### SOURCE DOCUMENT
[BEGIN]
# what are the best hand held GPS's for hunting?



## CaveLake08 (Aug 1, 2010)

check out the new Garmin 62's. They are the upgrade to arguably the best handheld GPS ever (Garmin 60).


----------



## john f (Apr 11, 2006)

CaveLake08 said:


> check out the new Garmin 62's. They are the upgrade to arguably the best handheld GPS ever (Garmin 60).


Why this one? and what are the features?

Thanks again!


----------



## clee (Feb 14, 2009)

The Garmin guys will always say that Garmin is the best. It's highly debatable though. I have a Delorme pn-30 and it is great. It has all of the maps that you'll need (they come with the unit without having to purchase extras) and you can then download $40 of satellite images for free from their website. I had read that there was a learning curve to the unit but I have not really found that to be the case. I got mine for $180, which was a lot cheaper than most of the Garmins. 

Here's a link to check out the pn-40. It is the same thing as the pn-30 except it has an internal compass and barometer.

http://www.walmart.com/ip/Delorme-Earthmate-Gps-Pn-40/10759794 

Good luck.


----------



## CaveLake08 (Aug 1, 2010)

They have a great antenna and a good electronic compass. My dad has the older version (60) and it gets a full signal in his living room away from any windows. The new ones improved a few things including making the electronic compass better (so that you can be standing still and it will still tell you which direction to go - don't buy any gps without an electronic compass) and improving the screen among other things. You can get some models with topo maps built in. http://www.cabelas.com/ensemble/Cam...oryId=104373180&productId=753228&type=product


----------



## silentassassin (Jan 22, 2010)

Garmin GPS 60csx


----------



## CaveLake08 (Aug 1, 2010)

It really depends how much you'll be using it and how badly you actually need a gps in your area though. If all you're doing is having it as a backup in case you get lost then any cheap unit should do. But if you're relying on it more or use it for fishing lake maps as well then you definitely want to spend a little more money and get a high quality unit.


----------



## silentassassin (Jan 22, 2010)

I highly recommend a unit with an electronic compass because they will correct alot quicker that the units without. The units without it, sometimes you have to walk 60 or 100 yards before it will upadate and correct you, which can get you far enough off line in the dark, that you won't hit the exact spot you are walking to. If you hunt areas like I do and you are trying find a beaver damn to cross in the middle of thousands of acres of woods, you need to walk EXACTLY to your spot, or your gonna get wet.


----------



## clee (Feb 14, 2009)
[END]
### RECORDS PROVIDED
[BEGIN]
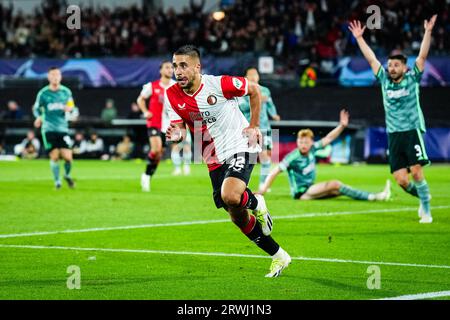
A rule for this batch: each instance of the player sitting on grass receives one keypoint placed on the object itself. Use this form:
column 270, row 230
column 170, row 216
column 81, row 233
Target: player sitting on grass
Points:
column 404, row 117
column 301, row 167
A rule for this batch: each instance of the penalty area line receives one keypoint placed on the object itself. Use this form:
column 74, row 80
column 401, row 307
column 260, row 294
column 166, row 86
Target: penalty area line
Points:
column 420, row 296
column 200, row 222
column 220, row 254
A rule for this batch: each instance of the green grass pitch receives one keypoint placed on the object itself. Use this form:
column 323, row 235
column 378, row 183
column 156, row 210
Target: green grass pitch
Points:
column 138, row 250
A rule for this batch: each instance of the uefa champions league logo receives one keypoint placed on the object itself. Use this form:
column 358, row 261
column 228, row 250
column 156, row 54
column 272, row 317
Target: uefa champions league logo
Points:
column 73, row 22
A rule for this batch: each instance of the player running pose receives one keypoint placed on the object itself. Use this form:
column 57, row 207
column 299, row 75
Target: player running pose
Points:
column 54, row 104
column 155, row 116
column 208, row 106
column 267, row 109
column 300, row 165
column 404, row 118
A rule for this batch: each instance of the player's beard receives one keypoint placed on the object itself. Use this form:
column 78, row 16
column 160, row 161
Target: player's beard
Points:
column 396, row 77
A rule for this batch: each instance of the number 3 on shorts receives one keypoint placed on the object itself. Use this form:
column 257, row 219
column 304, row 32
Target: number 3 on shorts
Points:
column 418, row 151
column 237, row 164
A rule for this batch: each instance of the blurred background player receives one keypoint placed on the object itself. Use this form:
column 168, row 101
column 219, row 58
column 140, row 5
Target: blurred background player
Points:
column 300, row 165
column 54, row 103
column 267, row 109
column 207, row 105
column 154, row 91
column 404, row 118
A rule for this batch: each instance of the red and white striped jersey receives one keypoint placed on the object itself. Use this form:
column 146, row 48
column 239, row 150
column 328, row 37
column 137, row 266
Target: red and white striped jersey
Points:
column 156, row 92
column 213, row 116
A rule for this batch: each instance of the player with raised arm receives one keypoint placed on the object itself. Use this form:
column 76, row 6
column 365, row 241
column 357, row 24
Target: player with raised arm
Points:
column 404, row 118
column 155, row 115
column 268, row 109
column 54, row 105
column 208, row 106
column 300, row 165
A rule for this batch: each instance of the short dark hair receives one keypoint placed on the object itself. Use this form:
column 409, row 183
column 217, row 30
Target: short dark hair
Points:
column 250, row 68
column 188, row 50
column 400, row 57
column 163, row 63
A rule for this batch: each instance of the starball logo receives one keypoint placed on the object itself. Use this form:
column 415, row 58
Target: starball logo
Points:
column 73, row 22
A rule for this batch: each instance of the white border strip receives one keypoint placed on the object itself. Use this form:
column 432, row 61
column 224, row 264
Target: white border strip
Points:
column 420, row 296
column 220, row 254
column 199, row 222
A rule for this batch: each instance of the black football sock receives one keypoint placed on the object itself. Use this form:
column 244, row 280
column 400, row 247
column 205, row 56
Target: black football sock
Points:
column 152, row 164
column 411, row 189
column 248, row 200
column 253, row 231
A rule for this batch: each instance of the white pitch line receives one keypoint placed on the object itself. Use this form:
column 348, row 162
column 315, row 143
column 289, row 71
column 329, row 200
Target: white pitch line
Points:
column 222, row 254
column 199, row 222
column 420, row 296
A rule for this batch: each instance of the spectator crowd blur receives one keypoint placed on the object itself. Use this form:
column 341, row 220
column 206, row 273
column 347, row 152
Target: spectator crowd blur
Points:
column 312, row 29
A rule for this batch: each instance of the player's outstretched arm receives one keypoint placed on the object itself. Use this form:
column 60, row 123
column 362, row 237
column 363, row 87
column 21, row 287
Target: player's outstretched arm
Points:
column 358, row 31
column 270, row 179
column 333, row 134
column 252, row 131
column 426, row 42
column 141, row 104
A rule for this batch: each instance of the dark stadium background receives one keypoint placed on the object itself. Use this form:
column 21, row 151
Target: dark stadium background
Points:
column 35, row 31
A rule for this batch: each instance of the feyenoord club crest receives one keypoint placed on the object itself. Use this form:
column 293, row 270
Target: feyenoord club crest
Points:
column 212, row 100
[END]
[BEGIN]
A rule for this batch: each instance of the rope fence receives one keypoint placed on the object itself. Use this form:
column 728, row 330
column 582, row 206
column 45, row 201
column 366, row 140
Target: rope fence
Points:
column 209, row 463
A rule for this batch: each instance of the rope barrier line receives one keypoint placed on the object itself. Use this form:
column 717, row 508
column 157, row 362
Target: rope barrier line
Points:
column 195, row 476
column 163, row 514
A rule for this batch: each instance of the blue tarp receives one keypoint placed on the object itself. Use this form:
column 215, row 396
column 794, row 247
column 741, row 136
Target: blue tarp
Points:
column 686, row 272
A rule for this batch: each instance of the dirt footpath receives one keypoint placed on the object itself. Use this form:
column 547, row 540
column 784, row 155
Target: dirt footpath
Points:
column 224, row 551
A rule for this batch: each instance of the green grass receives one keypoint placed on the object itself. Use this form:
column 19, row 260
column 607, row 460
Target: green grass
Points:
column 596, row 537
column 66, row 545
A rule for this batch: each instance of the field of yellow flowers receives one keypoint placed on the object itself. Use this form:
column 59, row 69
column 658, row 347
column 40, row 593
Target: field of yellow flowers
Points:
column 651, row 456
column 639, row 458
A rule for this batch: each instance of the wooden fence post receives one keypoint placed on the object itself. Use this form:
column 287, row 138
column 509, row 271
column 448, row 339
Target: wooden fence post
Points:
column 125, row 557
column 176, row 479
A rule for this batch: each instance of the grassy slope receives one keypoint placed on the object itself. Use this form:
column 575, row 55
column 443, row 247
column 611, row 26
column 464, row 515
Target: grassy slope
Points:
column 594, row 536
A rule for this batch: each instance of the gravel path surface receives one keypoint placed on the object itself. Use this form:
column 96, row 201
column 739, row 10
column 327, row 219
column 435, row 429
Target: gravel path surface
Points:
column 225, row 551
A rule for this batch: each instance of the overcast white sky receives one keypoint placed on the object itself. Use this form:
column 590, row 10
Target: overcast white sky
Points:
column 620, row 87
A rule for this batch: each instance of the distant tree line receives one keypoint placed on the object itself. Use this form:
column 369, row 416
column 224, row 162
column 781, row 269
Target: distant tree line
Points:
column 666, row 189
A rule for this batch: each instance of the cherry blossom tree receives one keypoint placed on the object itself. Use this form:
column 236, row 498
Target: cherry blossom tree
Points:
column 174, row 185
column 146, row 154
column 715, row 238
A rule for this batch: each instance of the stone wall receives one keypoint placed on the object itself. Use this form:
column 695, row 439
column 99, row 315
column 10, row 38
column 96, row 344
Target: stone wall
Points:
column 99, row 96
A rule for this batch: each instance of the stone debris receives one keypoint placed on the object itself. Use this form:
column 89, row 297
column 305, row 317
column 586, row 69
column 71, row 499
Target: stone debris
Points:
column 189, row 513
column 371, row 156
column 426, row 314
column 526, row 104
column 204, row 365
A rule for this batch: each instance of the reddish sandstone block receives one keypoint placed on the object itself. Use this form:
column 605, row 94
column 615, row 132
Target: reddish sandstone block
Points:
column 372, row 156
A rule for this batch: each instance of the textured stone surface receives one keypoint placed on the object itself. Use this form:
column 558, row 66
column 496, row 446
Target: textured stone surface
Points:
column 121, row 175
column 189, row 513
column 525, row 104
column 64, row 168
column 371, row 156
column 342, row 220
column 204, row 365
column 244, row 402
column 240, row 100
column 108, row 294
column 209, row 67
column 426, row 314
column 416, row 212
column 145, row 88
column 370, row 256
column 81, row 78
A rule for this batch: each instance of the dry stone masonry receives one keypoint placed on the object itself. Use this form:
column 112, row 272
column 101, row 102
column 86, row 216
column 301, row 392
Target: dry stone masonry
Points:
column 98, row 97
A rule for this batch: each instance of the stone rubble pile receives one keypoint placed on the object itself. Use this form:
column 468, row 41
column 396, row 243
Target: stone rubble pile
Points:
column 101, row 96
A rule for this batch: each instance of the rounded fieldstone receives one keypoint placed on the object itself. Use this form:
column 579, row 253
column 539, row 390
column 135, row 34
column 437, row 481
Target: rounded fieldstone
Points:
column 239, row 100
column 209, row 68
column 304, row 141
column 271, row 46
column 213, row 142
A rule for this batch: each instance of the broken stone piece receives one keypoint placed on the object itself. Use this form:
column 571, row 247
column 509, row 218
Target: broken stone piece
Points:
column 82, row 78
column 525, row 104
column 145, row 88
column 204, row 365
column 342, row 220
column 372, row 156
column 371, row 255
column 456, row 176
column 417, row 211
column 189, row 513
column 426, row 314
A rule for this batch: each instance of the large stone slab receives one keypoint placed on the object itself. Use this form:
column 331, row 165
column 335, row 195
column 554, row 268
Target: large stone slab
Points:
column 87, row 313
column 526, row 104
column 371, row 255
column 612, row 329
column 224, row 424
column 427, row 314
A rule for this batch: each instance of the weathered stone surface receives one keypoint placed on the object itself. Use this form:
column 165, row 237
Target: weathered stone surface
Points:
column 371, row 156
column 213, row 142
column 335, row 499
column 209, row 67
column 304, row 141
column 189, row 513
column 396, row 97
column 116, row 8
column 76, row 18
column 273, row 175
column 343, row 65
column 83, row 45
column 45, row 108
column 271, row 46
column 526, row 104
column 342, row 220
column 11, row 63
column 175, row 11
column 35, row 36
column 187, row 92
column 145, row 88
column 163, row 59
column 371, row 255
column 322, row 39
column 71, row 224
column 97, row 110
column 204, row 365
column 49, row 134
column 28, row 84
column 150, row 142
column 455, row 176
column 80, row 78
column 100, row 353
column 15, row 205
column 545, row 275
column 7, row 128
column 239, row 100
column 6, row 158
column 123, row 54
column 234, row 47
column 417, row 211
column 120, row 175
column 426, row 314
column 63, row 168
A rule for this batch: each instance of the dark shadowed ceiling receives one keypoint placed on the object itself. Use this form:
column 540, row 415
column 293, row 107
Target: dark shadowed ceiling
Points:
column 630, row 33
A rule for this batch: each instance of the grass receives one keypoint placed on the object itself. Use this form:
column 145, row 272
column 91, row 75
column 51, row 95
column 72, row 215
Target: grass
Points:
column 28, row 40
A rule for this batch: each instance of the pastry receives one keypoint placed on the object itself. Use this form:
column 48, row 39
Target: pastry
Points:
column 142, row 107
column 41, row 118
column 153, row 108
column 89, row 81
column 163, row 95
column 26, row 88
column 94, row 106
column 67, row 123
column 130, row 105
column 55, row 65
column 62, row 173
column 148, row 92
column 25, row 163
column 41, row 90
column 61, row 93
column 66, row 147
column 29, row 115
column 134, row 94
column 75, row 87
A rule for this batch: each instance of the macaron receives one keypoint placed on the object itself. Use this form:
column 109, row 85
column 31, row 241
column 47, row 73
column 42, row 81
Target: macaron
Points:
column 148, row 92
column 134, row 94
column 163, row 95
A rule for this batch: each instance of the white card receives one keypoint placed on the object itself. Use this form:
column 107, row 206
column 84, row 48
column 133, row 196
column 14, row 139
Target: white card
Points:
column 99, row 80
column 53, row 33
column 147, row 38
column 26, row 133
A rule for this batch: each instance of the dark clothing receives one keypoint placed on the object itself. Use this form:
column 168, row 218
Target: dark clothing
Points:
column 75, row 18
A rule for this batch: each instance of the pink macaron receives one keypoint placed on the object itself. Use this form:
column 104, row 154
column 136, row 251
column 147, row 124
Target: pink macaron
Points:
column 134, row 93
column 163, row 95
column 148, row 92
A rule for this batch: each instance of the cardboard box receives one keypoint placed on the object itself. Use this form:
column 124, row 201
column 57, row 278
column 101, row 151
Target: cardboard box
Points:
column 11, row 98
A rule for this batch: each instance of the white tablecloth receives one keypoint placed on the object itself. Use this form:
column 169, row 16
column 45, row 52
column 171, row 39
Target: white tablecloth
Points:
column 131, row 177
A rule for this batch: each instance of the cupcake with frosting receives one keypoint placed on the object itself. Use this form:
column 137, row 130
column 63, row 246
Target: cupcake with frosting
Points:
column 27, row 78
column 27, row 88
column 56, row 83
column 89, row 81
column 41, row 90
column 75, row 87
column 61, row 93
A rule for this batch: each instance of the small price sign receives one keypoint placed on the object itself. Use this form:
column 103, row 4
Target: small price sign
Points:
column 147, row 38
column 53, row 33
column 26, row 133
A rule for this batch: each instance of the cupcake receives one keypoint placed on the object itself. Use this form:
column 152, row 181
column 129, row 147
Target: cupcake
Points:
[END]
### WHAT IS ASKED
**A.** From the GPS thread, quote the passage from "Thanks again!" to "compass and barometer.".
**B.** Answer these from the GPS thread:
(i) How much did clee pay for the Delorme pn-30?
(ii) What two features does the pn-40 have that the pn-30 lacks?
(iii) According to silentassassin, how far might you have to walk before a unit without an electronic compass updates?
The entries are separate material, apart from the GPS thread.

### COMPLETED EXERCISE
**A.**
Thanks again!


----------



## clee (Feb 14, 2009)

The Garmin guys will always say that Garmin is the best. It's highly debatable though. I have a Delorme pn-30 and it is great. It has all of the maps that you'll need (they come with the unit without having to purchase extras) and you can then download $40 of satellite images for free from their website. I had read that there was a learning curve to the unit but I have not really found that to be the case. I got mine for $180, which was a lot cheaper than most of the Garmins. 

Here's a link to check out the pn-40. It is the same thing as the pn-30 except it has an internal compass and barometer.

**B.**
(i) $180
(ii) An internal compass and a barometer
(iii) 60 or 100 yards